(EXERCISE REQUIREMENTS):
Can you quote every one of these records line for line, with no changes?

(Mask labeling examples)
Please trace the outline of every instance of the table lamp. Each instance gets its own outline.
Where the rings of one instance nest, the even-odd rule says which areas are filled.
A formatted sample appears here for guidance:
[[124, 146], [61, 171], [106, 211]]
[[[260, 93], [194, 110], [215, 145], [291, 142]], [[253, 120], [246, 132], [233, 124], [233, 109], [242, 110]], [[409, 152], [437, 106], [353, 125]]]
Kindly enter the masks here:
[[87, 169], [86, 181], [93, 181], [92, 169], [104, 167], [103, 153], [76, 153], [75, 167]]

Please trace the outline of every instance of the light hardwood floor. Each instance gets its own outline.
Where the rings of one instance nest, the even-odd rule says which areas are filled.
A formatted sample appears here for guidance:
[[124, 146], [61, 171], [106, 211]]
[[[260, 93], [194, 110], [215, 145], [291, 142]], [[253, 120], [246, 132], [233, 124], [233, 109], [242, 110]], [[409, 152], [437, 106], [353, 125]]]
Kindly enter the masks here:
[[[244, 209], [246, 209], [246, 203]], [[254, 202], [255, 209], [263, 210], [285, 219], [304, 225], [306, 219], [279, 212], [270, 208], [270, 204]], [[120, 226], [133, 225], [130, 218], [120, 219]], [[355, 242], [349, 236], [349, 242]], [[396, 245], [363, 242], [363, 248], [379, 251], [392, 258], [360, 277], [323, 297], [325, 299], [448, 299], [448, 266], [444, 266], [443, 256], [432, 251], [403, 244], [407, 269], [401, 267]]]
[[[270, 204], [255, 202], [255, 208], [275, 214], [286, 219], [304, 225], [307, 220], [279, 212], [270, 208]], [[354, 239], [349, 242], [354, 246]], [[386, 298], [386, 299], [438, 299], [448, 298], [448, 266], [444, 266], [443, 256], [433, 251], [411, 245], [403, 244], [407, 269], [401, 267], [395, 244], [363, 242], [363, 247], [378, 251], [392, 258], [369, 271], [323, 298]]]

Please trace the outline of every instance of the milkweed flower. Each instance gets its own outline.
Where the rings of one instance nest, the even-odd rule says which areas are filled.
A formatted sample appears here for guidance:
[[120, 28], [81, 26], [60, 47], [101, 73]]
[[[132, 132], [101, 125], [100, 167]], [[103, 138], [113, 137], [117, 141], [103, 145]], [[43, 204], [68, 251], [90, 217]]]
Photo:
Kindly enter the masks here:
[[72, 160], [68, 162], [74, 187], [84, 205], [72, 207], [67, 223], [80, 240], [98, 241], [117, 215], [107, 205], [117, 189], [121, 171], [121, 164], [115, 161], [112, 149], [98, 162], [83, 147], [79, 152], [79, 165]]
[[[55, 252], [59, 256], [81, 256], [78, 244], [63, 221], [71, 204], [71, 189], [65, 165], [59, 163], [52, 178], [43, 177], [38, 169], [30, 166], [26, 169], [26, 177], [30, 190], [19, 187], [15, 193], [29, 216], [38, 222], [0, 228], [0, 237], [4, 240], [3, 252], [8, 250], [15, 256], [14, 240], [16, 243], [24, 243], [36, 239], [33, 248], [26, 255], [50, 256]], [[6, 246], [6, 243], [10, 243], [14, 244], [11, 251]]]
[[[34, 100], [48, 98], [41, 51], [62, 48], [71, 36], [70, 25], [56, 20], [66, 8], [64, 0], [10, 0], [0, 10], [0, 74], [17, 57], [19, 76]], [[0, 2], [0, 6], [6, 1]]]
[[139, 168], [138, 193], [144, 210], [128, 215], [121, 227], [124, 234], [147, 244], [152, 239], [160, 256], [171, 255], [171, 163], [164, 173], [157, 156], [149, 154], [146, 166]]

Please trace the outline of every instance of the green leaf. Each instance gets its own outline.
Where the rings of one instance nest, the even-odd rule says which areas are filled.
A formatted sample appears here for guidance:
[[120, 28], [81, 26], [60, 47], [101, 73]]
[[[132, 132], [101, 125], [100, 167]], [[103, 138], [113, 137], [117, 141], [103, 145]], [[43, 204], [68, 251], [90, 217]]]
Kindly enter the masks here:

(CORRECT OUTPUT):
Please trace the outline of every instance of the table lamp. Each instance gets its own outline.
Where the rings of one instance nest, the even-odd rule says which areas are filled.
A formatted sample appears here for guidance:
[[124, 146], [61, 171], [106, 211]]
[[[260, 93], [194, 110], [215, 145], [291, 142]], [[253, 120], [246, 132], [233, 124], [233, 109], [242, 110]], [[409, 152], [437, 106], [353, 125]]]
Kindly enter the masks here:
[[87, 169], [86, 181], [93, 181], [92, 169], [104, 167], [103, 153], [76, 153], [75, 167]]

Please trace the outline of every instance of the light hardwood floor. Each instance gets its own outline.
Where the rings of one instance nest, the even-odd rule says which areas are filled.
A formatted sample appears here for guidance:
[[124, 146], [61, 171], [106, 211]]
[[[260, 93], [194, 110], [215, 145], [291, 142]], [[253, 120], [246, 132], [233, 124], [233, 109], [242, 110]], [[409, 152], [437, 106], [353, 125]]]
Kindly enter the masks here:
[[[244, 209], [246, 209], [246, 203]], [[254, 202], [255, 209], [263, 210], [285, 219], [304, 225], [306, 219], [279, 212], [270, 208], [270, 204]], [[120, 226], [133, 225], [130, 218], [120, 219]], [[355, 242], [349, 236], [349, 242]], [[396, 245], [363, 242], [363, 248], [379, 251], [392, 258], [360, 277], [323, 297], [325, 299], [448, 299], [448, 266], [444, 266], [443, 256], [432, 251], [403, 244], [407, 269], [401, 267]]]
[[[270, 204], [255, 202], [255, 208], [275, 214], [286, 219], [304, 225], [307, 220], [279, 212], [270, 208]], [[354, 239], [349, 242], [354, 246]], [[386, 298], [386, 299], [438, 299], [448, 298], [448, 266], [444, 266], [443, 256], [433, 251], [411, 245], [403, 244], [407, 269], [401, 267], [395, 244], [363, 242], [363, 247], [378, 251], [392, 258], [369, 271], [323, 298]]]

Please trace the outline of every instance of the milkweed flower. Each instance gets its own outline.
Where the rings of one instance nest, the even-odd rule says which areas are filled.
A formatted sample appears here for guidance:
[[120, 28], [81, 26], [60, 47], [101, 73]]
[[[132, 132], [101, 125], [100, 167]], [[103, 138], [113, 137], [117, 141], [103, 145]], [[43, 204], [68, 251], [90, 217]]]
Photo:
Kindly enter the masks here:
[[72, 160], [68, 162], [74, 187], [84, 205], [72, 207], [67, 223], [80, 240], [98, 241], [117, 215], [107, 205], [117, 189], [121, 171], [121, 164], [115, 161], [112, 149], [98, 162], [83, 147], [79, 152], [79, 165]]
[[[55, 252], [59, 256], [81, 256], [78, 244], [63, 221], [71, 204], [71, 189], [65, 165], [59, 163], [52, 178], [43, 177], [38, 169], [30, 166], [26, 169], [26, 177], [30, 190], [19, 187], [15, 193], [29, 216], [38, 222], [0, 228], [0, 237], [4, 240], [3, 252], [8, 250], [15, 256], [14, 240], [16, 243], [24, 243], [36, 239], [33, 248], [26, 255], [50, 256]], [[6, 246], [6, 243], [10, 243], [14, 244], [11, 251]]]
[[[34, 100], [48, 98], [41, 51], [62, 48], [71, 36], [70, 25], [56, 20], [66, 8], [64, 0], [10, 0], [0, 10], [0, 74], [17, 57], [19, 76]], [[0, 2], [0, 6], [6, 1]]]
[[139, 168], [138, 193], [144, 210], [128, 215], [121, 227], [124, 234], [147, 244], [152, 239], [160, 256], [171, 255], [171, 163], [164, 173], [157, 156], [149, 154], [146, 166]]

Please trace the outline of every instance of the green leaf. Each instance gets its own outline.
Where the rings of one instance nest, the even-odd rule says which areas are filled.
A formatted sample appears here for guidance:
[[120, 28], [81, 26], [60, 47], [101, 73]]
[[[132, 132], [101, 125], [100, 167]], [[103, 138], [113, 137], [117, 141], [103, 145]], [[43, 204], [68, 251], [90, 217]]]
Kindly enter the masks here:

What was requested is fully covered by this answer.